Aim of the task
When you reproduce the listing, keep every word as it is and drop the pictures.

Task input
>>>

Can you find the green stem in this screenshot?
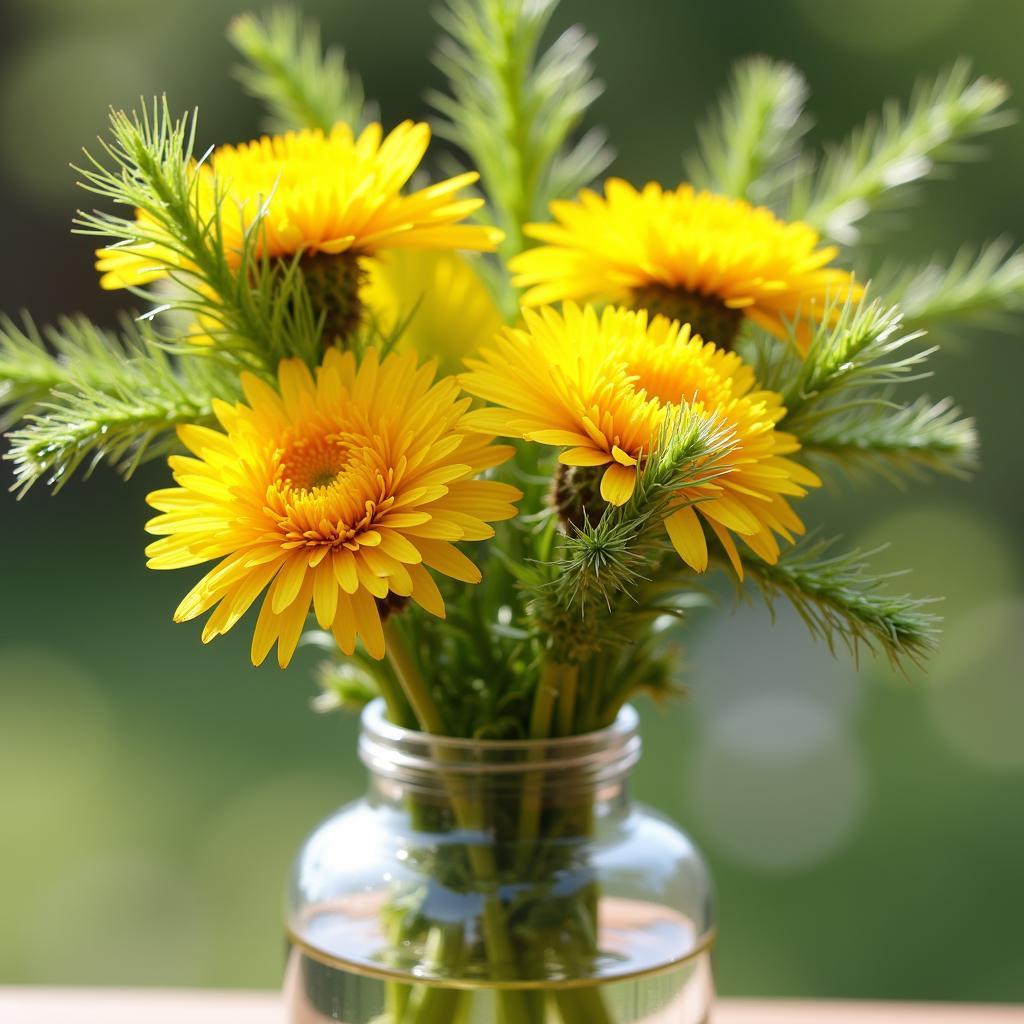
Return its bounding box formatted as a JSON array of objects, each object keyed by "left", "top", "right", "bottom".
[
  {"left": 372, "top": 662, "right": 416, "bottom": 730},
  {"left": 517, "top": 660, "right": 562, "bottom": 847},
  {"left": 406, "top": 926, "right": 467, "bottom": 1024},
  {"left": 579, "top": 657, "right": 606, "bottom": 735},
  {"left": 553, "top": 987, "right": 618, "bottom": 1024},
  {"left": 530, "top": 661, "right": 562, "bottom": 740},
  {"left": 557, "top": 665, "right": 579, "bottom": 737},
  {"left": 383, "top": 618, "right": 446, "bottom": 734},
  {"left": 385, "top": 911, "right": 414, "bottom": 1023},
  {"left": 383, "top": 618, "right": 541, "bottom": 1024}
]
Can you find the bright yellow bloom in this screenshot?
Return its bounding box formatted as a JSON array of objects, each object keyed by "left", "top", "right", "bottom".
[
  {"left": 97, "top": 121, "right": 502, "bottom": 290},
  {"left": 361, "top": 249, "right": 503, "bottom": 373},
  {"left": 510, "top": 179, "right": 860, "bottom": 346},
  {"left": 460, "top": 303, "right": 819, "bottom": 576},
  {"left": 145, "top": 348, "right": 521, "bottom": 667}
]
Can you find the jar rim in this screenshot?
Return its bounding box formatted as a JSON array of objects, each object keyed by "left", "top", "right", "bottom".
[
  {"left": 361, "top": 698, "right": 638, "bottom": 751},
  {"left": 358, "top": 699, "right": 641, "bottom": 782}
]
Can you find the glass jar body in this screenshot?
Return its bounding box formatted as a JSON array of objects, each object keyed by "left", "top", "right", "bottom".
[{"left": 285, "top": 702, "right": 715, "bottom": 1024}]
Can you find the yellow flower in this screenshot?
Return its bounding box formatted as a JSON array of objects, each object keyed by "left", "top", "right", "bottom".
[
  {"left": 96, "top": 121, "right": 502, "bottom": 291},
  {"left": 509, "top": 179, "right": 860, "bottom": 347},
  {"left": 361, "top": 249, "right": 503, "bottom": 373},
  {"left": 460, "top": 303, "right": 819, "bottom": 576},
  {"left": 145, "top": 348, "right": 521, "bottom": 667}
]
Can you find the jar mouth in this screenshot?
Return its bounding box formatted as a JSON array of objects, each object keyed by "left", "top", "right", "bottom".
[{"left": 359, "top": 699, "right": 641, "bottom": 784}]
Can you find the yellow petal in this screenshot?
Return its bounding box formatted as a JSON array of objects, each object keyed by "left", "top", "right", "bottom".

<<<

Answer for the task
Can you find the green stem in this screenshot?
Return its bounding box formatted as a JSON array of objects, each object keyed by "left", "top", "right", "bottom".
[
  {"left": 372, "top": 662, "right": 416, "bottom": 730},
  {"left": 517, "top": 660, "right": 562, "bottom": 847},
  {"left": 406, "top": 926, "right": 467, "bottom": 1024},
  {"left": 579, "top": 657, "right": 606, "bottom": 735},
  {"left": 553, "top": 987, "right": 618, "bottom": 1024},
  {"left": 530, "top": 661, "right": 562, "bottom": 740},
  {"left": 557, "top": 665, "right": 579, "bottom": 737},
  {"left": 383, "top": 618, "right": 446, "bottom": 734},
  {"left": 385, "top": 911, "right": 414, "bottom": 1023},
  {"left": 383, "top": 618, "right": 541, "bottom": 1024}
]
Can you find the bright yellow bloom in this screenshot?
Return its bounding box formatted as a JSON array of objects, each object keyed by "left", "top", "right", "bottom".
[
  {"left": 97, "top": 121, "right": 502, "bottom": 290},
  {"left": 361, "top": 249, "right": 503, "bottom": 373},
  {"left": 510, "top": 179, "right": 860, "bottom": 346},
  {"left": 460, "top": 303, "right": 819, "bottom": 576},
  {"left": 145, "top": 348, "right": 521, "bottom": 667}
]
Can you find the jar rim in this screenshot?
Return its bounding box formatted as a JSON array of objects, each object keyed by "left", "top", "right", "bottom".
[
  {"left": 361, "top": 698, "right": 638, "bottom": 751},
  {"left": 358, "top": 699, "right": 641, "bottom": 782}
]
Can you find the glass jar body in this screenshot?
Return its bounding box formatted as a JSON array of objects, each object keyed by "left", "top", "right", "bottom".
[{"left": 285, "top": 702, "right": 715, "bottom": 1024}]
Can you find the yellow flower in this screenshot?
Return its bounding box formatted as a JSON array of objects, each object keyed by "left", "top", "right", "bottom".
[
  {"left": 96, "top": 121, "right": 502, "bottom": 291},
  {"left": 509, "top": 179, "right": 860, "bottom": 347},
  {"left": 361, "top": 249, "right": 503, "bottom": 373},
  {"left": 460, "top": 303, "right": 819, "bottom": 576},
  {"left": 145, "top": 348, "right": 521, "bottom": 667}
]
Can you find the jar mouth in this screenshot?
Return its bounding box formatted as a JSON array of objects, each object keyed by "left", "top", "right", "bottom".
[{"left": 359, "top": 699, "right": 641, "bottom": 784}]
Can you find the yellow petal in this screenshot?
Return its bounding box formatted as a JSON array of objects, each object keyed by "left", "top", "right", "bottom".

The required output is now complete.